* _Exercise material_
Content starts

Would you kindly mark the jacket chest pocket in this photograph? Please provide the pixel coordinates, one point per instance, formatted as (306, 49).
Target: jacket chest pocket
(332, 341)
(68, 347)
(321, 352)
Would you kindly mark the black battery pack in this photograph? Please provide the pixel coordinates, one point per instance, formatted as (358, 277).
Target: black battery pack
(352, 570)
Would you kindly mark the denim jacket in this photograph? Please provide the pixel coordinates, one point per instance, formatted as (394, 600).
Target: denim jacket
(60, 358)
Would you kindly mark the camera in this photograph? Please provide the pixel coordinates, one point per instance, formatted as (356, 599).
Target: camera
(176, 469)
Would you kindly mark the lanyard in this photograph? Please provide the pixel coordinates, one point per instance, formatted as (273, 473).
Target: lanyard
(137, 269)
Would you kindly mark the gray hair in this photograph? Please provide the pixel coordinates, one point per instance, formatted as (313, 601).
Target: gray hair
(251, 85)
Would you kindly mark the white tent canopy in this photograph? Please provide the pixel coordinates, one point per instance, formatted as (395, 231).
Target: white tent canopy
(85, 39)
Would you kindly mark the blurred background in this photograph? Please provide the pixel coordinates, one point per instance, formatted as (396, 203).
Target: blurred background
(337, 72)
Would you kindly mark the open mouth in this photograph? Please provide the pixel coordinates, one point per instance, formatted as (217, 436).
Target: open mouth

Content ends

Transcribe exactly, and only, the lines from the one holding "Target: camera" through the final line of the listing.

Target: camera
(176, 469)
Would you kindly mark the lanyard in this photograph? Please provide the pixel coordinates, one point per instance, formatted as (273, 473).
Target: lanyard
(137, 269)
Would you kindly mark the gray hair in this photograph? Please provide the pixel coordinates, one point per instance, formatted as (313, 601).
Target: gray hair
(251, 85)
Would you kindly mark the white tent canopy in this photograph? Please provide the pixel coordinates, one point per instance, formatted as (395, 231).
Target: white tent canopy
(85, 39)
Would you kindly mark the blurred background in this photograph? Please provide the pixel coordinates, one point per instance, formatted as (396, 203).
Target: blurred background
(337, 72)
Would you kindly mark the open mouth in this photograph? Please provide the pixel coordinates, one point per instance, formatted as (217, 436).
Target: open mouth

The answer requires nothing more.